— start —

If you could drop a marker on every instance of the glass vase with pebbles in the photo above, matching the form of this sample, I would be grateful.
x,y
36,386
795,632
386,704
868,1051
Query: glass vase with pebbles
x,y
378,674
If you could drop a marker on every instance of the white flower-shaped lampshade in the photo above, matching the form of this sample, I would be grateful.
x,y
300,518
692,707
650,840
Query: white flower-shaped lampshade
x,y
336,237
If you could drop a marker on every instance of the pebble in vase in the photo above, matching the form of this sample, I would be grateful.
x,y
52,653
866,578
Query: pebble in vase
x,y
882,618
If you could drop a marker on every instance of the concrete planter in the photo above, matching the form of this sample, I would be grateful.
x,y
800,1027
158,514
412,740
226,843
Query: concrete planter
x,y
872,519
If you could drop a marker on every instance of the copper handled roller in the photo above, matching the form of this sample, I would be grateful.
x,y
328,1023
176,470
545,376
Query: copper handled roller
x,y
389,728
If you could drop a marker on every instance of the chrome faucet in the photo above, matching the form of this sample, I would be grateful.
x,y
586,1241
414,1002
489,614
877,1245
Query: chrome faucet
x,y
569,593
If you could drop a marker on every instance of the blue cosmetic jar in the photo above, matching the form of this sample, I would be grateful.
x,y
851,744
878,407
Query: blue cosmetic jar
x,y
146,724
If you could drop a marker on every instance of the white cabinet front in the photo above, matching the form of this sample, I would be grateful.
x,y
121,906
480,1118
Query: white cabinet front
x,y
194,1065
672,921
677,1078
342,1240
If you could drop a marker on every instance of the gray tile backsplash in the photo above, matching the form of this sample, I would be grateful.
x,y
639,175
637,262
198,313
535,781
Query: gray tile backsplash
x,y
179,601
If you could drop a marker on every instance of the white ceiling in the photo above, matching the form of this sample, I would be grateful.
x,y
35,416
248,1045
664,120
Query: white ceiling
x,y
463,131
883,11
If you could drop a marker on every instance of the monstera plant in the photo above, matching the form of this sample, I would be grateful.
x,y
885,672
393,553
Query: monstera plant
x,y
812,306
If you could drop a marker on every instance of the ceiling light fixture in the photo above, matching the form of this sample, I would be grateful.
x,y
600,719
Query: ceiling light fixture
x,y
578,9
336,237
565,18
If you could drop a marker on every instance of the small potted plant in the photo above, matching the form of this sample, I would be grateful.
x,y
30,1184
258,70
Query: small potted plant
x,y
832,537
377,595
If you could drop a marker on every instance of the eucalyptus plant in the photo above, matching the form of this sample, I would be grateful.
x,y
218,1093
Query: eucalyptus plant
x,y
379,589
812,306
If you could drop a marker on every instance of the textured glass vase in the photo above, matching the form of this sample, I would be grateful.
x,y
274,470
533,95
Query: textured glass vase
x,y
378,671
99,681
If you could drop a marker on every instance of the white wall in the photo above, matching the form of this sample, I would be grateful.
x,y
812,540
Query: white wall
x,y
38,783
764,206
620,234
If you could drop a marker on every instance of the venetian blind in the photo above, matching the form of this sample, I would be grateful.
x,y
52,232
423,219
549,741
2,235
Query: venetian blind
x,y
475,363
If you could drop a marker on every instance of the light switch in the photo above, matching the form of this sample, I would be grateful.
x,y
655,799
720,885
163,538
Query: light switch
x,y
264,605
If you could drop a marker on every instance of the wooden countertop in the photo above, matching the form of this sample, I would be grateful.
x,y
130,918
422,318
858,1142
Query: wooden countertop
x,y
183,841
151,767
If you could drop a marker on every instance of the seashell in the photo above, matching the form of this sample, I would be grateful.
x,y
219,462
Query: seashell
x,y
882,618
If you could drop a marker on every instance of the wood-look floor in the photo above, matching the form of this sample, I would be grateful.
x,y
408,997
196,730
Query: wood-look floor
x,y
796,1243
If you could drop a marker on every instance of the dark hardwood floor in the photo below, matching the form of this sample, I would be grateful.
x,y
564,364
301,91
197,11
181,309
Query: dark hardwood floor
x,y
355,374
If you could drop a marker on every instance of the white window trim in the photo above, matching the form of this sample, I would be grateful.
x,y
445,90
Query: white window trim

— end —

▶ **GIVEN TASK**: Write out the material exactly as given.

▶ **ANSWER**:
If you could drop a marker on every instance of the glass vase with pebbles in the photo above, matching the form of this sample, I would be grateful.
x,y
36,386
795,632
386,704
868,1051
Query: glass vase with pebbles
x,y
378,674
If you could drop a marker on every instance of the white flower-shaped lampshade in the photo above, matching the form of this sample, I would be grateful.
x,y
300,518
692,707
650,840
Query: white flower-shaped lampshade
x,y
336,237
If you could drop a marker on every instance of the pebble in vase in the photo above, matching the form of this sample, I would be grateful.
x,y
52,653
866,578
Query: pebble in vase
x,y
882,618
If you could drop a marker on every instance of the concrete planter in the photo above, matching the form of this sample, I would be grateful.
x,y
800,1027
158,514
412,740
226,843
Query: concrete planter
x,y
872,519
If you could drop a marker on every instance of the copper handled roller in the photo above, matching the form of this sample, I would be grateful.
x,y
328,1023
176,470
545,376
Query: copper handled roller
x,y
389,728
If you could drop a marker on every instance of the chrome faucet in the photo above, matching the form of this sample, I would be grateful.
x,y
586,1241
414,1002
489,614
877,1245
Query: chrome faucet
x,y
569,593
If you could drop a marker on every instance of the blue cosmetic jar in the photo above, matching the form of this sample, I would be grateful.
x,y
851,744
878,407
Query: blue cosmetic jar
x,y
146,724
If you could drop a marker on every instance of the white cabinet front in the photo above, matching the form of this sample, I would be grateful.
x,y
121,906
480,1118
Query: white cabinet front
x,y
194,1065
672,921
677,1078
342,1240
If you could drop a marker on every instance of the gray tile backsplash in the photo above, matching the form of this sample, I would be grateful.
x,y
639,175
637,262
198,313
535,781
Query: gray tile backsplash
x,y
179,601
If you could drop a marker on every instance of the white ceiling in the photo above, matching the form of this sample, I would be grateful.
x,y
35,416
248,1045
664,120
Query: white ceiling
x,y
463,131
883,11
If you could drop a marker on every instance of the monstera plant in the photo above, matching the form of this sample, I would be grateful.
x,y
885,672
393,553
Query: monstera plant
x,y
812,306
If you could drop a marker on every instance of the ceiling light fixture in the photo above, matching the form of this sample, I would be grateful.
x,y
600,719
Query: ceiling light fixture
x,y
578,9
336,237
565,18
If you could drop a marker on every instance of the small potted plant in the photo above, matching the form of this sample, I would be grateful.
x,y
30,1184
258,70
Query: small potted plant
x,y
832,537
377,595
If you could drop a marker on every instance of the eucalyptus plant in the photo above, matching the form of this sample, I would be grateful.
x,y
218,1093
Query: eucalyptus plant
x,y
379,589
812,306
If you could drop a marker on every instance of the textured glass vase in the photo above, matching the form of this sample, I would be grateful.
x,y
274,470
533,95
Query: textured glass vase
x,y
378,671
99,681
If you could drop a marker on every instance of the white wall in the photo above, matching the form of this sample, I would be grateful.
x,y
812,540
Query: white wall
x,y
38,783
764,206
620,234
If you could drop a marker on every instance of the venetian blind in the photo above, matching the form of this sample, I would be grateful.
x,y
52,232
423,219
549,741
2,235
Query: venetian blind
x,y
475,363
If you could drop a marker on every instance of the light switch in the photo above, matching the form of this sample, I would be grateful.
x,y
655,799
720,885
163,538
Query: light switch
x,y
264,605
If you could drop a marker on every instance of the wooden countertop in the photo above, matching the form of this sample, I would be grateful.
x,y
130,918
422,318
858,1142
Query: wooden countertop
x,y
183,841
151,767
If you could drop a marker on every instance of the seashell in the photo above, matching the form of this sample, I would be grateful.
x,y
219,462
Query: seashell
x,y
882,618
If you could drop a marker on every instance of the wood-look floor in the photo above, matching the form of this sample, I would be grateful.
x,y
408,997
196,730
Query: wood-look floor
x,y
796,1243
If you could drop a marker on every instance of the dark hardwood floor in the photo below, matching the form of this sample, I would be grateful.
x,y
564,364
301,91
197,11
181,309
Query: dark hardwood floor
x,y
355,374
If you could drop a marker on every instance of the white window trim in the photo above, matching the form of this sample, I would be grateful.
x,y
445,90
Query: white window trim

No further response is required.